### What the task requires:
Your response should consist of the full data, set down exactly.

### Records from a collection:

----------------------------------------

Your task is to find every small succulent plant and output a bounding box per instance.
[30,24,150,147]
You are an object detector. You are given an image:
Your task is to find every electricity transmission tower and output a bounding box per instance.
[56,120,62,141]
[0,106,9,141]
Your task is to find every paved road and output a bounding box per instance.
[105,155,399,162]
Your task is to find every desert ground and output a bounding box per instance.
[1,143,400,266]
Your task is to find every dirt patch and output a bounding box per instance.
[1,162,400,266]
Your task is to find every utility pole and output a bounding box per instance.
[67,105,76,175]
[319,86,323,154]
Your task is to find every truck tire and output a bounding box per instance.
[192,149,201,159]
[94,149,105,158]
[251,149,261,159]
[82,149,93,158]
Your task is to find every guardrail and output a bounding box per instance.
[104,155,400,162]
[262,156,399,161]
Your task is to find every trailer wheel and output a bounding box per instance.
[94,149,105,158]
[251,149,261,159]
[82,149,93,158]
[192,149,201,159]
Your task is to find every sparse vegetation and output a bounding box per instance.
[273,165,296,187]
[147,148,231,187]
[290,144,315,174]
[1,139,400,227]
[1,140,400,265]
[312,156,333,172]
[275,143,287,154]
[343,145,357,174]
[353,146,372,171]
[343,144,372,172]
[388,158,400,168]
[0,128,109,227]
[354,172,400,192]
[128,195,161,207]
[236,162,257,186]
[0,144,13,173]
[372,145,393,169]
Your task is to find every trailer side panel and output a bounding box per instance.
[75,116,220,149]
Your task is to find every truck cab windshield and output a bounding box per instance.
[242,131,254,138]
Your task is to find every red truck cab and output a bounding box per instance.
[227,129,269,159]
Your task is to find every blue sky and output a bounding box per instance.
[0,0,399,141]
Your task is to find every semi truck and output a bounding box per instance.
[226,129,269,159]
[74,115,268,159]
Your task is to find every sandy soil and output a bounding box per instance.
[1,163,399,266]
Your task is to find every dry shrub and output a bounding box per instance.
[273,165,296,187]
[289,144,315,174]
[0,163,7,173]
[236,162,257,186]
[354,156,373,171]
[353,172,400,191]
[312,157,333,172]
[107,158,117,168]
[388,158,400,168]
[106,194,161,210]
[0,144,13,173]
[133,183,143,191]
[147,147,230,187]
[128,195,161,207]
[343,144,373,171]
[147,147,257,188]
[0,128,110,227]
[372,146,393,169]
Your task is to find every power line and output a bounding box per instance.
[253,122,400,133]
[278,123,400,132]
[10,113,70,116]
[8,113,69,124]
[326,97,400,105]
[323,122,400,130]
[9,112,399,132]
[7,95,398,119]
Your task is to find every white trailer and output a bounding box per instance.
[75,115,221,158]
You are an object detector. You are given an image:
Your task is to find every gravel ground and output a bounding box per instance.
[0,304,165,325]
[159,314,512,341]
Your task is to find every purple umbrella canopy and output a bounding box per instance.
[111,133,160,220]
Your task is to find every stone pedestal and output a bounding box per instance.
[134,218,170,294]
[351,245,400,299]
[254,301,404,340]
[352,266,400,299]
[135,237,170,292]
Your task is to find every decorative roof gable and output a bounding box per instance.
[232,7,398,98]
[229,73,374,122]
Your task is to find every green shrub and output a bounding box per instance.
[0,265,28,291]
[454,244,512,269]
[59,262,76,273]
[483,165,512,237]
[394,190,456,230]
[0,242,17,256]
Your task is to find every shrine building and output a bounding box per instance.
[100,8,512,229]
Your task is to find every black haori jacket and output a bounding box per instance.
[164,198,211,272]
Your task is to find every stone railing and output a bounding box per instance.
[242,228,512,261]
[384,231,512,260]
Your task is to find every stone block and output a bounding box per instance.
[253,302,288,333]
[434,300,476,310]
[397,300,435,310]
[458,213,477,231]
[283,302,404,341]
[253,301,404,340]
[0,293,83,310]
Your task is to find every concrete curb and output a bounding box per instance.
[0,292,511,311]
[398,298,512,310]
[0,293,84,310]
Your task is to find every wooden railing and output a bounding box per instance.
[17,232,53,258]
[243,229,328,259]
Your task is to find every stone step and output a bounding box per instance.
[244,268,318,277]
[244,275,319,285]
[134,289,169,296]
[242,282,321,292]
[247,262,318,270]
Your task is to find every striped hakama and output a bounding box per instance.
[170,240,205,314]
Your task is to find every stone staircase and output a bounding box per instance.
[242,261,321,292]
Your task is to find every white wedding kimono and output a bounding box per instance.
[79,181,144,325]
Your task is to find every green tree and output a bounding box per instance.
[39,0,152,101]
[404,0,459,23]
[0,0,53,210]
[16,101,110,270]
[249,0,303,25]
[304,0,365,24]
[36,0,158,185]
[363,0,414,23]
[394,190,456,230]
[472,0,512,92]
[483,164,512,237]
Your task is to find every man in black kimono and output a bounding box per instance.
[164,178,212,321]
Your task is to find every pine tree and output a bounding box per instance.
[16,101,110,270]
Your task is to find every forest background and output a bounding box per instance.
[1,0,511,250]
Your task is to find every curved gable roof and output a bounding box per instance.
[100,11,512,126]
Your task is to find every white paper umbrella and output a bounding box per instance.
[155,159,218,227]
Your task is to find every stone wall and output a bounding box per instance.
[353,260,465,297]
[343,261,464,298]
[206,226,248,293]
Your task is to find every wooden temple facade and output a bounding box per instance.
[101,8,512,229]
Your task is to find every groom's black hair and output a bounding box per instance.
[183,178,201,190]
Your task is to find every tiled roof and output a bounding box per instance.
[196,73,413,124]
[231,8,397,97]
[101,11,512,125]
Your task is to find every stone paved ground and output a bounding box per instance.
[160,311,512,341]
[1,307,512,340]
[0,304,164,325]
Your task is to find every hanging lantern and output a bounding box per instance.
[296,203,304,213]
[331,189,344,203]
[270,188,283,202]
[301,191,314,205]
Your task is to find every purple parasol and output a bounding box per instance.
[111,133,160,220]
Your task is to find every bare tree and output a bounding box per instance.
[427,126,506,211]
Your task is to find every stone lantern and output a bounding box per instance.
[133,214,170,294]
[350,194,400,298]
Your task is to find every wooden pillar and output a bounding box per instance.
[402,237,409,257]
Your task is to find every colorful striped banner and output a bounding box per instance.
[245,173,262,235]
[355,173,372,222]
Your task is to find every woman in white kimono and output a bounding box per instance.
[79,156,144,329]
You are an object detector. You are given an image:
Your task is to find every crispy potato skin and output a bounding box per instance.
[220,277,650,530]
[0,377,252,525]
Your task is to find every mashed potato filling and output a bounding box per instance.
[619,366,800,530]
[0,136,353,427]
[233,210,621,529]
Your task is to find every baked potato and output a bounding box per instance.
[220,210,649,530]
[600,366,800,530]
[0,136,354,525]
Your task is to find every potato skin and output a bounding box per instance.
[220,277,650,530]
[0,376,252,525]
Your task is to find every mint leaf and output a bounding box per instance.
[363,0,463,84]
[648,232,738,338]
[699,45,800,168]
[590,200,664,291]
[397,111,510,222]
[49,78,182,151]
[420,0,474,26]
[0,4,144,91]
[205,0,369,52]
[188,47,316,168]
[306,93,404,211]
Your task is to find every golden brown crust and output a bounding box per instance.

----------------------------------------

### Answer below:
Your task is to find every small succulent plant and output a bounding box per instance.
[30,24,150,147]
You are an object detector. You are given an image:
Your task is to find every electricity transmission tower and output a bounding box per instance.
[56,120,62,141]
[0,106,9,141]
Your task is to find every paved road and output a bounding box per instance.
[105,155,399,162]
Your task is to find every desert ground and output a bounding box per instance.
[1,143,400,266]
Your task is to find every dirt patch and output a bounding box per instance.
[1,162,400,266]
Your task is to find every utility pole and output a bounding box per instance.
[67,105,76,175]
[319,86,323,154]
Your task is to find every truck tire and output a bounding box per instance.
[192,149,201,159]
[94,149,105,158]
[251,149,261,159]
[82,149,93,158]
Your task is to find every guardrail and output a bounding box per instance.
[104,155,400,162]
[262,156,399,161]
Your task is to find every trailer wheel and output a bounding box per instance.
[94,149,105,158]
[251,149,261,159]
[82,149,93,158]
[192,149,201,159]
Your task is to find every sparse vegetation and output a bounding box per instance.
[273,165,296,187]
[147,148,231,187]
[290,144,315,174]
[1,139,400,227]
[1,140,400,265]
[312,156,333,172]
[275,143,287,154]
[343,145,357,174]
[353,146,372,171]
[343,144,372,172]
[388,158,400,168]
[0,128,109,227]
[354,172,400,192]
[128,195,161,207]
[236,162,257,186]
[0,144,13,173]
[372,145,393,169]
Your task is to find every trailer side panel and output a bounding box per instance.
[75,116,220,149]
Your task is to find every truck cab windshield and output a bounding box per instance.
[242,131,254,138]
Your task is to find every red truck cab and output a bounding box per instance.
[227,129,269,159]
Your task is to find every blue sky and output a bounding box per instance.
[0,0,399,141]
Your task is to find every semi truck and output a bounding box per instance.
[226,129,269,159]
[74,115,268,159]
Your task is to find every sandy soil and output a bounding box per instance.
[1,163,399,266]
Your task is to find every dry shrub and output a bounding box per instance.
[273,165,296,187]
[289,144,315,174]
[0,163,7,173]
[236,162,257,186]
[354,156,373,171]
[353,172,400,191]
[312,157,333,172]
[107,158,117,168]
[388,158,400,168]
[106,194,161,210]
[0,144,13,173]
[133,183,143,191]
[147,147,230,187]
[128,195,161,207]
[343,144,373,171]
[147,147,257,188]
[0,128,110,227]
[372,146,393,169]
Your task is to find every power line and output a bounding box per instance.
[253,122,400,133]
[278,123,400,132]
[10,113,70,116]
[8,113,69,124]
[326,97,400,105]
[323,122,400,130]
[9,112,399,132]
[7,95,398,119]
Your task is to find every white trailer and output a bounding box per instance.
[75,115,221,158]
You are an object detector. You are given an image:
Your task is to find every gravel ground and output a bounding box per instance.
[0,304,165,325]
[159,314,512,341]
Your task is to find every purple umbrella canopy and output a bounding box per instance.
[111,133,160,220]
Your task is to find every stone pedestal and output a bounding box per instance.
[134,218,170,294]
[351,245,400,299]
[254,301,404,340]
[352,266,400,299]
[135,237,170,292]
Your task is to find every decorative roof gable and output a bounding box per instance.
[232,7,398,98]
[229,73,374,122]
Your task is to find every green shrub and output a bounding box per instance.
[0,265,28,291]
[454,244,512,269]
[59,262,76,273]
[483,165,512,237]
[394,190,456,230]
[0,242,17,256]
Your task is to find every shrine building and output a bounding box per instance.
[100,8,512,229]
Your task is to find every black haori jacket and output a bounding box per instance.
[164,198,211,272]
Your task is to find every stone railing and output a bounding box per instance.
[242,228,512,261]
[384,231,512,260]
Your task is to find every stone block and output a bounding box per instance.
[253,302,288,333]
[434,300,476,310]
[397,300,435,310]
[458,213,477,231]
[283,302,404,341]
[253,301,404,340]
[0,293,83,310]
Your task is to find every concrete curb and output a bounding box per instance.
[0,292,511,311]
[398,298,512,310]
[0,293,84,310]
Your task is to find every wooden railing and output a bounding box per instance.
[17,232,53,258]
[243,229,328,259]
Your task is to find every stone step and output a bounding box per instance.
[244,268,318,277]
[244,275,319,285]
[134,289,169,296]
[242,282,321,292]
[247,262,318,270]
Your task is to find every striped hakama and output a bounding box per instance.
[170,240,205,314]
Your task is to find every stone staircase and output a bounding box per instance.
[242,261,321,292]
Your task is to find every white wedding kimono and output a bounding box per instance.
[79,181,144,325]
Your task is to find every green tree and output a bounding box per instance.
[39,0,152,101]
[404,0,459,23]
[0,0,53,210]
[16,101,110,270]
[249,0,303,25]
[304,0,365,24]
[36,0,158,185]
[363,0,414,23]
[394,190,456,230]
[472,0,512,92]
[483,164,512,237]
Your task is to find every man in black kimono and output a bounding box per instance.
[164,178,212,321]
Your task is to find every pine tree and output a bounding box per instance.
[16,101,110,270]
Your task is to find every forest background and output a bounding box per instance.
[1,0,511,250]
Your task is to find every curved gable roof and output a bounding box per instance.
[100,11,512,126]
Your task is to find every white paper umbrella and output a bounding box per instance.
[155,159,218,227]
Your task is to find every stone wall and output a bounding box per instance.
[353,260,465,297]
[343,261,464,298]
[206,226,248,293]
Your task is to find every wooden temple facade and output a bounding box per instance.
[101,8,512,229]
Your task is to find every groom's black hair and output a bounding box per instance.
[183,178,201,190]
Your task is to find every tiled roof and output a bounding box per instance.
[196,73,413,124]
[231,8,397,97]
[101,11,512,125]
Your task is to find every stone paved ground and output a bounding box per instance.
[160,311,512,341]
[1,307,512,340]
[0,304,164,325]
Your task is to find every hanging lantern and output a bounding box per instance.
[296,203,304,213]
[331,189,344,203]
[270,188,283,202]
[301,191,314,205]
Your task is to find every purple parasol and output a bounding box per instance.
[111,133,160,220]
Your task is to find every bare tree and output a bounding box per instance.
[427,126,506,211]
Your task is to find every stone lantern and output a bounding box per instance.
[133,214,170,294]
[350,194,400,298]
Your task is to find every wooden pillar and output a bounding box per instance.
[402,237,409,257]
Your task is to find every colorful striped banner and output a bounding box per instance.
[245,173,262,235]
[355,173,372,222]
Your task is to find every woman in white kimono and output a bounding box per instance.
[79,156,144,329]
You are an object detector. You are given an image:
Your task is to find every crispy potato skin and output a bounding box per instance.
[220,277,650,530]
[0,377,252,525]
Your task is to find every mashed potato filling and output a bounding box per instance.
[619,366,800,530]
[0,136,353,427]
[233,210,621,529]
Your task is to find every baked potato and output a bounding box per instance.
[220,210,649,530]
[600,366,800,530]
[0,136,354,525]
Your task is to find every potato skin and output a bounding box per instance.
[220,277,650,530]
[0,376,252,525]
Your task is to find every mint leaf and output a bounding box per instance.
[363,0,463,84]
[648,232,738,338]
[699,45,800,168]
[590,200,664,291]
[397,111,510,222]
[49,78,182,151]
[420,0,474,26]
[0,4,144,91]
[205,0,369,52]
[188,47,316,168]
[306,93,404,211]
Your task is to find every golden brown crust and output a bounding box per instance.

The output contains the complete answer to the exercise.